### WORK INSTRUCTION A:
Please retype the stretch of the Evergreen article from "The specifics of" through "Smith Memorial Building.".
### WORK INSTRUCTION B:
In the Evergreen article, where are the final sessions of the 16th annual conference being held?

[[ TEXT SHOWN, beginning ]]

The specifics of their theology may differ, but gays and lesbians who struggle with their sexuality and look to their Judeo-Christian faith for help can find a wider variety of resources within their denominations and in those of other faiths than ever before, without the demand that they must change or be damned.
According to officials with a local support network, that's particularly true for gay members of The Church of Jesus Christ of Latter-day Saints, several hundred of whom are expected to attend the final sessions of the 16th annual Evergreen International conference today at the Joseph Smith Memorial Building.
David Pruden, director of Evergreen, said his organization which is not formally affiliated with the LDS Church but promotes its doctrines and standards is one of several religious ministries across the country working to provide more resources for homosexuals and their family members.
Gender issue ministry for Latter-day Saints has evolved greatly in the past 16 years, he said. When he joined the organization a decade ago, there were only a couple of LDS therapists considered to be experts on the topic. Early on, organizers went to LDS Family Services for advice on resources and were told, "We don't know what to tell you," he said.
Consequently, the group took direction from the only experts they had, meaning the theories espoused by one or two counselors "probably had a disproportional influence" on what became the group's central focus at that time: "changing" people from homosexual to heterosexual, often with a heavy emphasis on the potential for eternal punishment rather than on coping with daily realities.

[[ TEXT SHOWN, end ]]
[[ DATA PROVIDED, beginning ]]

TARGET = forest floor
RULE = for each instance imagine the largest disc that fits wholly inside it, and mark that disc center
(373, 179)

[[ DATA PROVIDED, end ]]

### RESPONSE BOX A:
The specifics of their theology may differ, but gays and lesbians who struggle with their sexuality and look to their Judeo-Christian faith for help can find a wider variety of resources within their denominations and in those of other faiths than ever before, without the demand that they must change or be damned.
According to officials with a local support network, that's particularly true for gay members of The Church of Jesus Christ of Latter-day Saints, several hundred of whom are expected to attend the final sessions of the 16th annual Evergreen International conference today at the Joseph Smith Memorial Building.

### RESPONSE BOX B:
At the Joseph Smith Memorial Building.